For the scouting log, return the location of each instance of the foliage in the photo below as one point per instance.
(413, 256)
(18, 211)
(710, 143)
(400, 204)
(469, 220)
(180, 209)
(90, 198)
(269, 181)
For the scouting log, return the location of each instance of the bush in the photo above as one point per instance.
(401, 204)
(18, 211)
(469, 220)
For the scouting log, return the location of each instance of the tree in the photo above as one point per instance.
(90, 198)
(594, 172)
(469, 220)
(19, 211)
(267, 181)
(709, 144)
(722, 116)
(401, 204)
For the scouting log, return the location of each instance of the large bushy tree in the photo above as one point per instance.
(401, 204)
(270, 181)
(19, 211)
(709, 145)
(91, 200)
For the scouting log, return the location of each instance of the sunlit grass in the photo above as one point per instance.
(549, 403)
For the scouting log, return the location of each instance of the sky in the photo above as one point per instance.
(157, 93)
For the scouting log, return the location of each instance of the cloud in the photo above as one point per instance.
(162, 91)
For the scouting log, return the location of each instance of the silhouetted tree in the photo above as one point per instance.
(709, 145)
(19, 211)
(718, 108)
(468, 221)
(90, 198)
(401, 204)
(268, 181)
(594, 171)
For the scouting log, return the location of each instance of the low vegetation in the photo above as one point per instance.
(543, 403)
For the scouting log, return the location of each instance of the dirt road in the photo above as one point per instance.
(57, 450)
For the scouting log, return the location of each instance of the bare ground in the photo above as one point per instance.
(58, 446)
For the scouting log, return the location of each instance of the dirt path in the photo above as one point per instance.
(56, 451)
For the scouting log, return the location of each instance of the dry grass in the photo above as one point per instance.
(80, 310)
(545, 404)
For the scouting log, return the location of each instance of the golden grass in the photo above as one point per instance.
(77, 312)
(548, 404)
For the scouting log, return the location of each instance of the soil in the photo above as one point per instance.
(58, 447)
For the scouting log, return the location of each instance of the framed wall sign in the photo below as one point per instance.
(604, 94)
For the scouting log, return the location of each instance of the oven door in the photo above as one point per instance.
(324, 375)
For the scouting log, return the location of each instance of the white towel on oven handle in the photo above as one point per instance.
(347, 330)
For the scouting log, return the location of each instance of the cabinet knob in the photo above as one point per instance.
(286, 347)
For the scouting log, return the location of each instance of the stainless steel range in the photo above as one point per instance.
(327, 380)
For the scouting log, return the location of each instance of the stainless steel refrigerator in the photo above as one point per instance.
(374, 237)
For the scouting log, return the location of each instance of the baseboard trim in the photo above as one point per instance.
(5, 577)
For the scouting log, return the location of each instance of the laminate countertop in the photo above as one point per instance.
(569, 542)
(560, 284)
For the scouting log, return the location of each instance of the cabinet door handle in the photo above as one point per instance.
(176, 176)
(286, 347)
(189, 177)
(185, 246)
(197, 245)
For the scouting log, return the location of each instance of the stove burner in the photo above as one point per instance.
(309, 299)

===============

Line by line, reproduce the records above exactly.

For the scouting log, return the location of each instance of the foliage in the photo below as one point per instance.
(413, 256)
(18, 211)
(710, 143)
(400, 204)
(469, 220)
(180, 209)
(90, 198)
(269, 181)
For the scouting log, return the location of each instance of the bush in the photo above as one point per instance.
(401, 204)
(18, 211)
(469, 220)
For the scouting log, return the location of each instance of the tree in the photo above as one point per instance.
(90, 198)
(594, 172)
(469, 220)
(19, 211)
(267, 181)
(709, 144)
(722, 116)
(401, 204)
For the scouting log, return the location of each instance of the large bushy tree in the photo above as one point per instance.
(401, 204)
(270, 181)
(19, 211)
(709, 145)
(91, 200)
For the scouting log, return the location of each instance of the sunlit grass in the photo above as one point per instance.
(549, 403)
For the scouting log, return the location of each instance of the sky in the photo above as one point per instance.
(157, 93)
For the scouting log, return the location of each instance of the cloud in the photo above as one point per instance.
(162, 91)
For the scouting log, return the location of each instance of the silhouetted tree in the photo above as one point per instance.
(709, 145)
(19, 211)
(718, 108)
(468, 221)
(90, 198)
(401, 204)
(268, 181)
(594, 171)
For the scouting log, return the location of each instance of the low vegetation in the photo above as one point per instance.
(543, 403)
For the scouting log, return the location of each instance of the dirt road in the photo above as one point per instance.
(57, 450)
For the scouting log, return the location of each instance of the bare ground in the photo above as one point per instance.
(58, 446)
For the scouting log, return the location of each instance of the dirt path in the photo above as one point per instance.
(56, 451)
For the scouting log, return the location of each instance of the dry grass in the photo above as one point per instance.
(80, 310)
(545, 404)
For the scouting log, return the location of each instance of the golden grass in the photo above as one point per instance.
(77, 312)
(548, 404)
For the scouting log, return the location of each instance of the soil in the photo above as one point per instance.
(58, 447)
For the scouting log, return the location of each instance of the framed wall sign in the photo below as one point per instance.
(604, 94)
For the scouting log, return the location of each instance of the oven door in the photo above as one point per instance.
(324, 375)
For the scouting log, return the location of each instance of the white towel on oven handle in the photo above as one point per instance.
(347, 330)
For the scouting log, return the location of each instance of the cabinet knob in the photo above as one point per instance.
(286, 347)
For the scouting log, return the location of each instance of the stainless steel range in the photo above as one point per instance.
(327, 380)
For the scouting log, return the location of each instance of the stainless steel refrigerator in the photo above as one point per instance.
(374, 237)
For the scouting log, return the location of each instance of the baseboard trim in the photo above as one point per instance.
(5, 577)
For the scouting log, return the location of each instance of the laminate countertop in the photo above as one point per instance.
(569, 542)
(560, 284)
For the scouting log, return the location of each instance of the cabinet door handle in the photo above as one point per instance.
(176, 176)
(286, 347)
(189, 177)
(185, 246)
(197, 245)
For the scouting log, return the location of each instance of the stove burner in the photo above as one point per instance.
(309, 299)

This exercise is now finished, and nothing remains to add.